-- START OF Text extract --

Corteo in Japan

“Corteo in Japan”
Fascination! Guest Submission
By: Steve Long

This past Spring I made my annual trip to Japan and took the opportunity to see Corteo again, this time in the first part of its Japan tour. I had first seen a Cirque du Soleil show during the time I was living in Japan, the 1994 tour of Saltimbanco, and have been a great fan ever since.

Following then is a description of some of the differences I’ve seen in a Japan tour vs. a North American tour, followed by a personal review of the performance.

One of the major differences is the tent. Instead of the familiar yellow and blue spirals the tent is dark blue with horizontal white stripes. Where the North American tents are held up by towers and poles the Japan tent has a ribbing of tubular metal, undoubtedly because of earthquake concerns, so there is no problem of partially obstructed seats.

-- END OF Text extract --
-- START OF Input for this task --

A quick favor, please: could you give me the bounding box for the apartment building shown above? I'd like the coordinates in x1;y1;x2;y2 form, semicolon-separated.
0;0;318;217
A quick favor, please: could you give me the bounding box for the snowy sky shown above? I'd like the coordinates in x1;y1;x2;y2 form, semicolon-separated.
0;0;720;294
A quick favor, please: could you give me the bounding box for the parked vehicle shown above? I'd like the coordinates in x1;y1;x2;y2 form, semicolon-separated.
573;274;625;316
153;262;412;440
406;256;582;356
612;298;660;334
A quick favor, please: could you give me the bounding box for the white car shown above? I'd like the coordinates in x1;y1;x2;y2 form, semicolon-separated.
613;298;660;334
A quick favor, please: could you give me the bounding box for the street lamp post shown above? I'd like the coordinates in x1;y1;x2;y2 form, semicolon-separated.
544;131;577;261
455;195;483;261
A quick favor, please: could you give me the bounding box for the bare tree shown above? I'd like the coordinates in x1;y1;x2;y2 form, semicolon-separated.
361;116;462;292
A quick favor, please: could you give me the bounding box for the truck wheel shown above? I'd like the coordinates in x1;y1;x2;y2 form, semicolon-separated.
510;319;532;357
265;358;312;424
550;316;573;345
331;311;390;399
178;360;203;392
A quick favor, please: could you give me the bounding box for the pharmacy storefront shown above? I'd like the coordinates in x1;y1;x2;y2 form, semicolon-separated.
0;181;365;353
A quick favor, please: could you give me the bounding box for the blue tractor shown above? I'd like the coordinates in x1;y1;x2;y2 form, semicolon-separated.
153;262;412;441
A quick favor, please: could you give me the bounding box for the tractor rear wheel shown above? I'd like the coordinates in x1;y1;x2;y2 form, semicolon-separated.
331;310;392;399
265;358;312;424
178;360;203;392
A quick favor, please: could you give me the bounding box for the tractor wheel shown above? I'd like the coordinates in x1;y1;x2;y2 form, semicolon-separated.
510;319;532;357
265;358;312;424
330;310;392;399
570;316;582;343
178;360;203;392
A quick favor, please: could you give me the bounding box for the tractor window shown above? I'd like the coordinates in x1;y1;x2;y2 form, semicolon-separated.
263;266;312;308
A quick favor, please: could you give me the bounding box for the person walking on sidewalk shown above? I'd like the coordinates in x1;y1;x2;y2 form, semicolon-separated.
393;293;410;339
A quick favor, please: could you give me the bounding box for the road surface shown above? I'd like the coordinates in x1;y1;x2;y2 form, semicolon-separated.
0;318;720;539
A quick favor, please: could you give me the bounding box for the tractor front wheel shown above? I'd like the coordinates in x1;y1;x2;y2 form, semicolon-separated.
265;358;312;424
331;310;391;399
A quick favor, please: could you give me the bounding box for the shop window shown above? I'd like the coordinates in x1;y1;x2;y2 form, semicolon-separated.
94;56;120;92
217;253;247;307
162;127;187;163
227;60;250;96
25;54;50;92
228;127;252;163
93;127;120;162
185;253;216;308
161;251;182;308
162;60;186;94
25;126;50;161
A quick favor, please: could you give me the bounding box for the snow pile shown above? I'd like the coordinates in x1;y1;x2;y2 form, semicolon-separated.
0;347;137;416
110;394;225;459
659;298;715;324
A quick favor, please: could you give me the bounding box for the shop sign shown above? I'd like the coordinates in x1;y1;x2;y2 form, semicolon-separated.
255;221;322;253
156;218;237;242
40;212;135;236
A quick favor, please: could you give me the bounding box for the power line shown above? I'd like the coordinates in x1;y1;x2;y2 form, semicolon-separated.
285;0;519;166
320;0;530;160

-- END OF Input for this task --

:: Exercise requirements ::
1: Could you copy out the Corteo review word for word, from its title to its final sentence?
2: Can you turn the rows from the one containing "the tractor wheel" up to and including the one containing "659;298;715;324" into a numbered list, leaving out blank lines and giving only those rows?
The Corteo review and the rows have no connection to each other.

:: Worked solutions ::
1:
Corteo in Japan

“Corteo in Japan”
Fascination! Guest Submission
By: Steve Long

This past Spring I made my annual trip to Japan and took the opportunity to see Corteo again, this time in the first part of its Japan tour. I had first seen a Cirque du Soleil show during the time I was living in Japan, the 1994 tour of Saltimbanco, and have been a great fan ever since.

Following then is a description of some of the differences I’ve seen in a Japan tour vs. a North American tour, followed by a personal review of the performance.

One of the major differences is the tent. Instead of the familiar yellow and blue spirals the tent is dark blue with horizontal white stripes. Where the North American tents are held up by towers and poles the Japan tent has a ribbing of tubular metal, undoubtedly because of earthquake concerns, so there is no problem of partially obstructed seats.

2:
1. A quick favor, please: could you give me the bounding box for the tractor wheel shown above? I'd like the coordinates in x1;y1;x2;y2 form, semicolon-separated.
2. 510;319;532;357
3. 265;358;312;424
4. 330;310;392;399
5. 570;316;582;343
6. 178;360;203;392
7. A quick favor, please: could you give me the bounding box for the tractor window shown above? I'd like the coordinates in x1;y1;x2;y2 form, semicolon-separated.
8. 263;266;312;308
9. A quick favor, please: could you give me the bounding box for the person walking on sidewalk shown above? I'd like the coordinates in x1;y1;x2;y2 form, semicolon-separated.
10. 393;293;410;339
11. A quick favor, please: could you give me the bounding box for the road surface shown above? I'd like the coordinates in x1;y1;x2;y2 form, semicolon-separated.
12. 0;318;720;539
13. A quick favor, please: could you give me the bounding box for the tractor front wheel shown above? I'd like the coordinates in x1;y1;x2;y2 form, semicolon-separated.
14. 265;358;312;424
15. 331;310;391;399
16. A quick favor, please: could you give me the bounding box for the shop window shown above? I'd like the coordinates in x1;y1;x2;y2 form, semicolon-separated.
17. 94;56;120;92
18. 217;253;247;307
19. 162;127;187;163
20. 227;60;250;96
21. 25;54;50;92
22. 228;127;252;163
23. 93;127;120;162
24. 185;253;216;308
25. 161;251;182;308
26. 162;60;186;94
27. 25;126;50;161
28. A quick favor, please: could you give me the bounding box for the snow pile shown above? I'd like the coordinates in x1;y1;x2;y2 form, semicolon-separated.
29. 0;347;137;416
30. 110;394;225;459
31. 659;298;715;324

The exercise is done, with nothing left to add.